Requirement>
Can you continue the forum thread about the Xchange auto lease program, picking up after its final post?

— Start Text —

# Xchange auto lease program examined by Bloomberg



## jbird2002jp (Apr 8, 2016)

http://www.bloomberg.com/news/artic...ase-machine-where-almost-anyone-can-get-a-car


----------



## ChortlingCrison (Mar 30, 2016)

To any potential new drivers: STAY AWAY FOR XLEASING. RUN FAST!!!! RUN FAR!!!!


----------



## tohunt4me (Nov 23, 2015)

jbird2002jp said:


> http://www.bloomberg.com/news/artic...ase-machine-where-almost-anyone-can-get-a-car


If Bloomberg is looking at it,they smell blood in the water.

Goldman Sachs will buy it and charge $100.00 a day.


----------



## ChortlingCrison (Mar 30, 2016)

Loan sharks would be envious of this lease program.


----------



## grams777 (Jun 13, 2014)

I didn't even realize you still have to pay the residual value at the end to keep it. That makes this an absolutely terrible deal.

— End Text —
— Start Supplied records —

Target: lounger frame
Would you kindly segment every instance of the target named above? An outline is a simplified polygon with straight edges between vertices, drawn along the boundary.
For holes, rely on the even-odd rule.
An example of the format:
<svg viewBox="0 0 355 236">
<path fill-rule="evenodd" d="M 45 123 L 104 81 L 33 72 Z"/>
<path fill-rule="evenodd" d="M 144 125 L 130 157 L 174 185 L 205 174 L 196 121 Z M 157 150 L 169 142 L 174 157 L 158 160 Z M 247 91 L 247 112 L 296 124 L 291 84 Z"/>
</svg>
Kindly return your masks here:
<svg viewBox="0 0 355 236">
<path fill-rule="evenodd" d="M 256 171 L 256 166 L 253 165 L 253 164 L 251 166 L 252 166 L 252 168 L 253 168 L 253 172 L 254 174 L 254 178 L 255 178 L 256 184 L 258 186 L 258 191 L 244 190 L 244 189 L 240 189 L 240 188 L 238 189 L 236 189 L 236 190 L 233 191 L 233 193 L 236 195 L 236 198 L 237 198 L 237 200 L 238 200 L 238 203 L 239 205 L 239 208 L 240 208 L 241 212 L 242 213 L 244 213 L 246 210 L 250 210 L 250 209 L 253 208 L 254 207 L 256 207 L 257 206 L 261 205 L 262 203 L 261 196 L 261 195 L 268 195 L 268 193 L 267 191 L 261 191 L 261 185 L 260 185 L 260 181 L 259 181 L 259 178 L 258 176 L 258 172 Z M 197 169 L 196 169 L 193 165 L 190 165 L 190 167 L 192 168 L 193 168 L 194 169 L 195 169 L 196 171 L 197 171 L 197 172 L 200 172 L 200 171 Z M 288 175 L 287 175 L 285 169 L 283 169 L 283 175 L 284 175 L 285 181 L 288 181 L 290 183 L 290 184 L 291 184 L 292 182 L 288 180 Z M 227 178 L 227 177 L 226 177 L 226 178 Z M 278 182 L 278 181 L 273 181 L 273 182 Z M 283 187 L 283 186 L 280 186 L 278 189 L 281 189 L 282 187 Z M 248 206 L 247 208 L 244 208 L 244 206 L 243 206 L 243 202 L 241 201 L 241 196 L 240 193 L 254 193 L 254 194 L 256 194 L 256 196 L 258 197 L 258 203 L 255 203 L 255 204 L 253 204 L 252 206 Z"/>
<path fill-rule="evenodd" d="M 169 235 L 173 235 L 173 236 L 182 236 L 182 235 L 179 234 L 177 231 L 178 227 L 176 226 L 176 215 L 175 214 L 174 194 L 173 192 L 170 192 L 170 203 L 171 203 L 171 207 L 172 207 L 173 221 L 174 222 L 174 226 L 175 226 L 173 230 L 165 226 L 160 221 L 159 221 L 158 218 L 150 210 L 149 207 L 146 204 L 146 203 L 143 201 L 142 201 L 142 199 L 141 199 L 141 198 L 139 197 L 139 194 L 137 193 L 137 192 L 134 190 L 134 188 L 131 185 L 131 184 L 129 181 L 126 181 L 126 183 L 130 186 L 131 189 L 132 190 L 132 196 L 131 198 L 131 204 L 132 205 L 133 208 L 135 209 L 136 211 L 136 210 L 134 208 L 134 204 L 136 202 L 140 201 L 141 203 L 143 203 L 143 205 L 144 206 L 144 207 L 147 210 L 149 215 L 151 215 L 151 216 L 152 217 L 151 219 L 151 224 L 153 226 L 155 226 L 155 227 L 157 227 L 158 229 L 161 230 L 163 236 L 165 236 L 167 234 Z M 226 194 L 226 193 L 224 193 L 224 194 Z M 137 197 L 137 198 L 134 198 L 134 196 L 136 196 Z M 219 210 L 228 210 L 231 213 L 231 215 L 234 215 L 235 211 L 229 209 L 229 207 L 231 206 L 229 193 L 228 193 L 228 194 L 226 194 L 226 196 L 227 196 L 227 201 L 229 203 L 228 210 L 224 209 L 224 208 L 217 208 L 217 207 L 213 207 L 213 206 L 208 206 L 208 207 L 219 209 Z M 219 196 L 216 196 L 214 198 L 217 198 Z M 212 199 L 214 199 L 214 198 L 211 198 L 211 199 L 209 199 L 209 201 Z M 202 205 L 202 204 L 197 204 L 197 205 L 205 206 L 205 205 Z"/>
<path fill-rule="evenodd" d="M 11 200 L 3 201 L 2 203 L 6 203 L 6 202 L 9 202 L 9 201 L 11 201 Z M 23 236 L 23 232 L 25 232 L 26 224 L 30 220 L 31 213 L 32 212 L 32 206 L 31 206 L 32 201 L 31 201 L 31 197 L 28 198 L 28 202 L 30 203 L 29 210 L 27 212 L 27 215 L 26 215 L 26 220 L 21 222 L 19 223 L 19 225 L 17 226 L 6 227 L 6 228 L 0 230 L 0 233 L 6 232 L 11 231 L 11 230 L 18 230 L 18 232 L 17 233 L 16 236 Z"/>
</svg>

— End Supplied records —

Reply>
It's possible you are paying twice as much as you should for financing the car. On top of that, you're being steered into a new car which is 4x more than what you need for an uber X car. So instead of just going out and getting a 7 or 8 year old sedan for $5k you wind up paying $40k for a new car. You're paying 8x more than necessary. Also factor in your insurance which is likely twice as much on a new car.

Run, do not walk, to the nearest exit. If you can't find an exit, make one. When you've fallen into a hole, climb out - don't dig yourself deeper.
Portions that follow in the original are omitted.